EXERCISE DESCRIPTION:
Could you retype every record below exactly as it appears?

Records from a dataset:
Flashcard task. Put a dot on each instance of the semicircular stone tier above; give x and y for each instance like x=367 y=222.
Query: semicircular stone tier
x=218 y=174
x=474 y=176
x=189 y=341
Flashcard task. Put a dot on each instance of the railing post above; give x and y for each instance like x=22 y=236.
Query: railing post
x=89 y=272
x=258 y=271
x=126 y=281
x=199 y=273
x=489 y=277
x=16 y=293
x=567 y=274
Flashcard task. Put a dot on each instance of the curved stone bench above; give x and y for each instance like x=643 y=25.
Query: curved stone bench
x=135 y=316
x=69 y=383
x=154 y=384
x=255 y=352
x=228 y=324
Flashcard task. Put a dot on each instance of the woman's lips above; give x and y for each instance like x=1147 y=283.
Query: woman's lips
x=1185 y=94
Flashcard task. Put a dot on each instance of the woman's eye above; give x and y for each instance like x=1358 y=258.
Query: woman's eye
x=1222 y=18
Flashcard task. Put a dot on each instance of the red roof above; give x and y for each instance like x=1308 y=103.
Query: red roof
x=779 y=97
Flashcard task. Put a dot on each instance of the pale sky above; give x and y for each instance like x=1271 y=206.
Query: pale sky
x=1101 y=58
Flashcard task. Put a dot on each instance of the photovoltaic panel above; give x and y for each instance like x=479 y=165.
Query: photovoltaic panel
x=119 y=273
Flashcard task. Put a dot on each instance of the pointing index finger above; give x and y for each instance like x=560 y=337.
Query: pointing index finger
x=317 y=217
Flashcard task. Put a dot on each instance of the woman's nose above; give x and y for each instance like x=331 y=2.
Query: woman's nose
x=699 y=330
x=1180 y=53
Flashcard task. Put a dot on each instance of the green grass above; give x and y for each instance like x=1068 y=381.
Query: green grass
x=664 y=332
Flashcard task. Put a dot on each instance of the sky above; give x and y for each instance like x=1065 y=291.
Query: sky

RESULT:
Flashcard task. Put a dot on each instance of the semicircular stone tier above; give x and y for each instance like x=367 y=222.
Query: semicircular stone tier
x=218 y=174
x=474 y=176
x=189 y=341
Flashcard task. Put a dot on each instance of the railing post above; give x and y for each instance like x=22 y=236.
Query: railing post
x=89 y=272
x=258 y=271
x=126 y=281
x=199 y=273
x=489 y=277
x=16 y=293
x=567 y=274
Flashcard task. Put a dot on each instance of the curved stone bench above; give x and y for each instance like x=643 y=25.
Query: curved stone bench
x=135 y=316
x=69 y=383
x=154 y=384
x=255 y=352
x=228 y=324
Flashcard task. Put a dot on each instance of the woman's lips above; give x and y for each instance like x=1147 y=283.
Query: woman's lips
x=1185 y=94
Flashcard task. Put a dot on each instance of the woman's eye above; give x and y for each instance like x=1358 y=258.
Query: woman's eye
x=1222 y=18
Flashcard task. Put a dot on each instance of the red roof above; give x and y for each instance like x=1308 y=103.
Query: red roof
x=779 y=97
Flashcard task. Put a dot on each instance of the pale sky above; give x and y for each instance like x=1271 y=206.
Query: pale sky
x=1101 y=58
Flashcard task. Put a dot on each instance of the photovoltaic panel above; give x and y for each instance like x=479 y=165.
Query: photovoltaic panel
x=119 y=273
Flashcard task. Put a dot on each instance of the pointing index finger above; give x and y for each instance like x=560 y=337.
Query: pointing index finger
x=317 y=217
Flashcard task. Put a dot on each instance of the woman's nose above; give x and y for each instance like x=331 y=2.
Query: woman's nose
x=699 y=330
x=1180 y=53
Flashcard task. Put a dot on each instance of the green grass above; give x and y for each instance like x=1068 y=381.
Query: green grass
x=664 y=332
Flashcard task. Put a dot on each instance of the sky above; give x and y for each instance like x=1065 y=291.
Query: sky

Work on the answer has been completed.